▶ Estratto selezionato
━━━

Queste posizioni di chiusura, volute dalle più importanti associazioni di agricoltori (in Italia Coldiretti) le cui dichiarazioni evocano un scenario distopico di gruppi che attraverso il cibo sintetico vogliono monopolizzare la fornitura alimentare mondiale, e supportate da gruppi politici che sostengono la necessità di salvaguardare il Made in Italy puntando su un legame diretto natura-cibo, sono il risultato di una falsa narrativa che va smantellata e che vede la carne coltivata come la soluzione alla fame nel mondo o al fabbisogno proteico sempre crescente.  Le aziende e start-up che vogliono investire in questo settore in Europa non dovrebbero essere ostacolate da misure governative, come quella italiana. Diversamente andrebbe avviato un dialogo con il pubblico e gli stakeholders con un loro coinvolgimento nel dibattito scientifico, per sensibilizzare l’interesse sulla ricerca biomedica e sulle questioni critiche, e per costruire un consenso che evitando un divieto, che come è accaduto in passato (ed. OGM) potrebbe soffocare questo campo emergente.

━━━

▶ Dati grezzi
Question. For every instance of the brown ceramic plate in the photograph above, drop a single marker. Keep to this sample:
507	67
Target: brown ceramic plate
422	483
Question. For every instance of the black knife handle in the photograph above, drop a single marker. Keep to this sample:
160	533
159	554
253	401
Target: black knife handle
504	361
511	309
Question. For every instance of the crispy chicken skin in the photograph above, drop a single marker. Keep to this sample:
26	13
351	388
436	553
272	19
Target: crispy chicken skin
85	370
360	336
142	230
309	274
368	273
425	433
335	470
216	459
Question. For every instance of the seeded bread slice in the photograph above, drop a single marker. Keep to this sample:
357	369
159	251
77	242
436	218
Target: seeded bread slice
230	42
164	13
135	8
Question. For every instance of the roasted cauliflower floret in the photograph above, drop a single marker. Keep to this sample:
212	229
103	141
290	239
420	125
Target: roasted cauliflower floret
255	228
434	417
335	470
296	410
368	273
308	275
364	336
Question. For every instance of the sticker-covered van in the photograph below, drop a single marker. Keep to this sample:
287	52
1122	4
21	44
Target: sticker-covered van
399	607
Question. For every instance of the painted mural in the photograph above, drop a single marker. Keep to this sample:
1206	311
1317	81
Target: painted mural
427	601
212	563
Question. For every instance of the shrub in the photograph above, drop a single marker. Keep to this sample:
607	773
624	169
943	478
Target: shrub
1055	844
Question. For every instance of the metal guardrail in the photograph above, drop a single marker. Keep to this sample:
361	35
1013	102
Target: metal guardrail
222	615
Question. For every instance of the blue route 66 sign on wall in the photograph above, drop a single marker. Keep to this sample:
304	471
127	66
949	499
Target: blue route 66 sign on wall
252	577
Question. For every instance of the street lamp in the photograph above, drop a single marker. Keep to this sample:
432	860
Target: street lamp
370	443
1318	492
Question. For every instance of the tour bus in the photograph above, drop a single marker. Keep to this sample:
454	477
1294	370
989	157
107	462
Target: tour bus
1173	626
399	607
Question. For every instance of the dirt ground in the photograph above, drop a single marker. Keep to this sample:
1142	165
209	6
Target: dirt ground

━━━

▶ Richiesta scritta 1
Nell'estratto sulla carne coltivata, quale associazione di agricoltori viene indicata come esempio per l'Italia?
▶ Richiesta scritta 2
Secondo l'estratto sulla carne coltivata, perché andrebbe avviato un dialogo con il pubblico e gli stakeholders anziché adottare un divieto?
▶ Richiesta scritta 3
Riprendi l'estratto sulla carne coltivata dal punto in cui si interrompe.
I record provengono da una fonte diversa.

▶ Risultato 1
Coldiretti.

▶ Risultato 2
Il dialogo servirebbe a sensibilizzare l'interesse sulla ricerca biomedica e sulle questioni critiche e a costruire un consenso. In questo modo si eviterebbe un divieto che, come è accaduto in passato con gli OGM, potrebbe soffocare questo campo emergente.

▶ Risultato 3
Sul fronte della ricerca, per la produzione su scala industriale di carne coltivata sono necessari ulteriori studi che valutino il potenziale di maggiore efficienza energetica, sostenibilità e minore impronta di carbonio rispetto alla carne convenzionale. La carne coltivata non sarà mai in grado di sostituire la carne convenzionale: esistono numerosi ostacoli economici e tecnici che devono essere superati per rendere la produzione redditizia e su scala industriale. Inoltre, può essere vista come un’alternativa proteica alimentare, come nel caso degli insetti o delle alghe, solo da quei consumatori facoltosi che lo accettano, sono disposti a pagare di più e vogliono essere rassicurati sulla produzione di carne senza la macellazione degli animali.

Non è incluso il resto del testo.